#### WRITTEN TASK A
Gather every line of the records that contains the word "building".

#### TEXT
Before, as I mentioned, I was using Ferret. Now, despite all of its memory-hog bugginess it is simple to understand because you can modify stuff at the post-sql stage. So before, for instance, I had a method on the film model that did this:

def participants_name
participants.collect{|a| a.name}.join(' ')
end


That gave me a big long string and I could pass that to acts_as_ferret and it would use that to find all the films with Johnny Depp in them.

The problem came with Sphinx not doing any post-sql processing. I wanted the same results, but how?
The model looks like this:

class Film < ActiveRecord::Base
has_and_belongs_to_many :participants
...
end



At first I thought I could index participants and then step through all of their films, but that seemed too much work.

So... here comes the cheatsheet part!

How to index HABTM relationships

Again, maybe this is in the documentation but I had a hard time piecing it together.

#### RECORD EXTRACTS
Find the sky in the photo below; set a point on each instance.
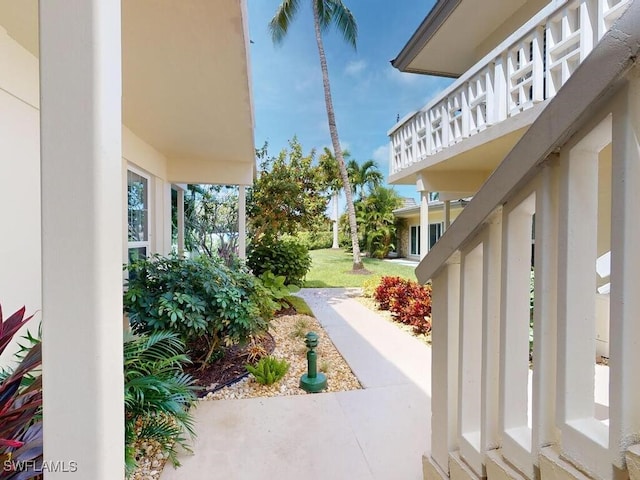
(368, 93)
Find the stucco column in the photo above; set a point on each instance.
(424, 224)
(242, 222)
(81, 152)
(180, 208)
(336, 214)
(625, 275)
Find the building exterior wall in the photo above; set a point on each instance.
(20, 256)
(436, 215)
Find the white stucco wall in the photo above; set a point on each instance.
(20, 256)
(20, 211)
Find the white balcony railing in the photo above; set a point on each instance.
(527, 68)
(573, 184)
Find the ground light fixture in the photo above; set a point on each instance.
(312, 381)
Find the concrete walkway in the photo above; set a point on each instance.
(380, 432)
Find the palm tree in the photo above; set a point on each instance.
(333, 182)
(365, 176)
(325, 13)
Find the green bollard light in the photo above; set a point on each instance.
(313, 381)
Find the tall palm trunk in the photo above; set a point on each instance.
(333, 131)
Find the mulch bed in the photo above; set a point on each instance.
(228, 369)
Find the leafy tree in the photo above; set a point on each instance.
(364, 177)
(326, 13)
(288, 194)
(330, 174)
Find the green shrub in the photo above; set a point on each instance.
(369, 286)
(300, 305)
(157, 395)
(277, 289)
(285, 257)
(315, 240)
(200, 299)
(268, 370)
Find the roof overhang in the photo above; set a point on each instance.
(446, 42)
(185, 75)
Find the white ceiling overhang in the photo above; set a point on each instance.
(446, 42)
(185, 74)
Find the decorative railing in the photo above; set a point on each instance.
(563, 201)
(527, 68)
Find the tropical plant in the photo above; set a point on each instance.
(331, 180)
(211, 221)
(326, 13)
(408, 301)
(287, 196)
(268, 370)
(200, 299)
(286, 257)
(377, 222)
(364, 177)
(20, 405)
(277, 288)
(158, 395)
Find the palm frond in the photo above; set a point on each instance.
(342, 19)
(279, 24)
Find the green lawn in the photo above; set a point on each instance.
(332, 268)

---

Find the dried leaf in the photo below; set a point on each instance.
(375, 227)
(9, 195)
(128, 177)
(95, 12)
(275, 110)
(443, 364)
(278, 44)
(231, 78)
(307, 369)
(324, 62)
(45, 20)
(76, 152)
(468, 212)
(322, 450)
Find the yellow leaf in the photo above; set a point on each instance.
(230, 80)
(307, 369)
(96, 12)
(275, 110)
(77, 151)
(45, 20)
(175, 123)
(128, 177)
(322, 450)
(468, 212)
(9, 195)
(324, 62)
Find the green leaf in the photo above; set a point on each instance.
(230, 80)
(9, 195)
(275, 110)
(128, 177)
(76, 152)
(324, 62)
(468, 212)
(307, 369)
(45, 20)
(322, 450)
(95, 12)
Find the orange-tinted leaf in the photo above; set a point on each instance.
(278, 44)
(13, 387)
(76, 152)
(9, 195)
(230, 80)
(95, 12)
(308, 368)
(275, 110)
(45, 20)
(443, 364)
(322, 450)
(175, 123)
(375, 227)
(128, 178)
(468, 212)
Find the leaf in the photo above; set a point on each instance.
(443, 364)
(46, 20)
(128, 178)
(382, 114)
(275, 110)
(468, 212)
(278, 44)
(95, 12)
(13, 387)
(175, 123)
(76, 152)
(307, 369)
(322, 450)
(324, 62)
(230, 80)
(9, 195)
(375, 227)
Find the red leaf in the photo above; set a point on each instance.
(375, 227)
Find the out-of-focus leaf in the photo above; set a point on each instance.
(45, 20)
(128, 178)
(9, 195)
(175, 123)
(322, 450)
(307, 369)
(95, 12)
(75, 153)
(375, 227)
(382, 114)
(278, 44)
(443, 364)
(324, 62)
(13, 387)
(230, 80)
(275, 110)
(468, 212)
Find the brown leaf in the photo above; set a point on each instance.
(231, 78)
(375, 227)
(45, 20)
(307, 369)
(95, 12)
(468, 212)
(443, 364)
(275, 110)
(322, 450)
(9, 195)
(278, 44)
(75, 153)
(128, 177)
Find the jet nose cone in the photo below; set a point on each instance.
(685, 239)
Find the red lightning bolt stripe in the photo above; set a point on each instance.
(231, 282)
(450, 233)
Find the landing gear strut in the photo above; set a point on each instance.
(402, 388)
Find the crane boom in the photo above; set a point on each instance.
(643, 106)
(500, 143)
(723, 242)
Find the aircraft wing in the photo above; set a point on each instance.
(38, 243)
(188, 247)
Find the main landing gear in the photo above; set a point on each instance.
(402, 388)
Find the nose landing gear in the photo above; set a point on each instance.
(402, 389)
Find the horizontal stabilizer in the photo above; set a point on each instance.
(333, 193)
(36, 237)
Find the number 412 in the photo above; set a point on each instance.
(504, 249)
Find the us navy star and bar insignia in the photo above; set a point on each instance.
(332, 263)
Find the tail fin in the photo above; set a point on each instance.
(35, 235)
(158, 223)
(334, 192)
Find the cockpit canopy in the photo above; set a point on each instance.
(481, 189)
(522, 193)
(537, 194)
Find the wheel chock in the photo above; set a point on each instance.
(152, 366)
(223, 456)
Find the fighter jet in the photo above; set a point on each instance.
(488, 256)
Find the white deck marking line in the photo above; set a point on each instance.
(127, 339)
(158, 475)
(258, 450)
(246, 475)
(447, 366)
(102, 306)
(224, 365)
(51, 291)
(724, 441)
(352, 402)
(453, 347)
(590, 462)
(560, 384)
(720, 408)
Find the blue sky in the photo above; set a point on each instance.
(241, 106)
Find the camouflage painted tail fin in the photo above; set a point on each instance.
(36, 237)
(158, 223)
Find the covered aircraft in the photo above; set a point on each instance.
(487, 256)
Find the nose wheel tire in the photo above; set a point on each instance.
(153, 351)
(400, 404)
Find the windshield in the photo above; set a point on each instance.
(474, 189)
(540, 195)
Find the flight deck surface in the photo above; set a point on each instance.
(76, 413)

...

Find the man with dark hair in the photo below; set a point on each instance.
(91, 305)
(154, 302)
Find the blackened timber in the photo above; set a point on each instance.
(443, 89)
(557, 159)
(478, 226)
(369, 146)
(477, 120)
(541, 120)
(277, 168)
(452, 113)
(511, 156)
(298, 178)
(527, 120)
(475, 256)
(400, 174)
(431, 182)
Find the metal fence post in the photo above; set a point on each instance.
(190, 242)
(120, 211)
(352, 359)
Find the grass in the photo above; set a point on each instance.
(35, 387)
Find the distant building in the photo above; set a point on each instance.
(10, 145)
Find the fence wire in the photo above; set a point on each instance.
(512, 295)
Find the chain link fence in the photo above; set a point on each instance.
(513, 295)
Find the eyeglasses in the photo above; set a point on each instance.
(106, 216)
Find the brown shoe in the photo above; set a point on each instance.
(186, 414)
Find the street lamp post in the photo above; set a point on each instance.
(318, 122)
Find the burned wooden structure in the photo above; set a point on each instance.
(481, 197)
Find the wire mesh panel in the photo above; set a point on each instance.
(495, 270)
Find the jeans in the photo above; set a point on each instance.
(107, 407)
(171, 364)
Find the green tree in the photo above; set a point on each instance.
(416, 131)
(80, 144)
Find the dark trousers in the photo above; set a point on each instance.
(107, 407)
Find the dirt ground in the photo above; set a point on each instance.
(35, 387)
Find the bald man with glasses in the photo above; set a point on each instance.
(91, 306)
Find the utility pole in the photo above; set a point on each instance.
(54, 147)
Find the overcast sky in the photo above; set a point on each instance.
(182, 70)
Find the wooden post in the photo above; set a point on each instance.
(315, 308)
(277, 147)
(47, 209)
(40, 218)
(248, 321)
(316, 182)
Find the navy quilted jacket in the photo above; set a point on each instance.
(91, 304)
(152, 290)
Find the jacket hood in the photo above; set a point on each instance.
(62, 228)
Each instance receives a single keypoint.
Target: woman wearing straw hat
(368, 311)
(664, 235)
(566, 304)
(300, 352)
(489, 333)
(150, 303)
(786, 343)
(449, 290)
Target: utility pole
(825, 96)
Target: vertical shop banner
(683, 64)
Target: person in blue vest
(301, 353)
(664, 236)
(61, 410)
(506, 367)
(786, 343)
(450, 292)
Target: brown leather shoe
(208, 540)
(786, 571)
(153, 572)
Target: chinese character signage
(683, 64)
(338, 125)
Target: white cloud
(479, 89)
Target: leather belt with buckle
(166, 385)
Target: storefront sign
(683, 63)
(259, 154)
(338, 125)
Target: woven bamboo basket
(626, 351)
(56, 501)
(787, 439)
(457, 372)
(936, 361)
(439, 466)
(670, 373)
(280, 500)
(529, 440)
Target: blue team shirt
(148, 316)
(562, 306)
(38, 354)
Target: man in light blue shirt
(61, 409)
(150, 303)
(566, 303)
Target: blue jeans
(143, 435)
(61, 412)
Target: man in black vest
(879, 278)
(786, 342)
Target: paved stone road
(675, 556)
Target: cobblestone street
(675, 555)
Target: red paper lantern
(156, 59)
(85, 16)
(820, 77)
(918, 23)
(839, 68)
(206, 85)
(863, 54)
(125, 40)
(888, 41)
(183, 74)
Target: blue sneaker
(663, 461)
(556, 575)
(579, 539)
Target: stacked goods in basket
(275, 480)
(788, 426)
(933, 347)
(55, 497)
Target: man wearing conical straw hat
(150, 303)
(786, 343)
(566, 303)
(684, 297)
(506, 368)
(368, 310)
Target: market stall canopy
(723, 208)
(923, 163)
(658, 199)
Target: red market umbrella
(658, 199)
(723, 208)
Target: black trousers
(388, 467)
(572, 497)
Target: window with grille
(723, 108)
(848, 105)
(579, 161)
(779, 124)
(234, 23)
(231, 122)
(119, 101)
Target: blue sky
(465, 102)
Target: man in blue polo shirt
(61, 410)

#### WRITTEN TASK B
Rewrite the passage of the text on moving from Ferret to Sphinx between "class Film <" and "too much work.", inclusive, changing "participants" to "actors".

#### FULL OUTPUT A
Find the building exterior wall in the photo above; set a point on each instance.
Find the distant building in the photo above; set a point on each instance.

#### FULL OUTPUT B
class Film < ActiveRecord::Base
has_and_belongs_to_many :actors
...
end



At first I thought I could index actors and then step through all of their films, but that seemed too much work.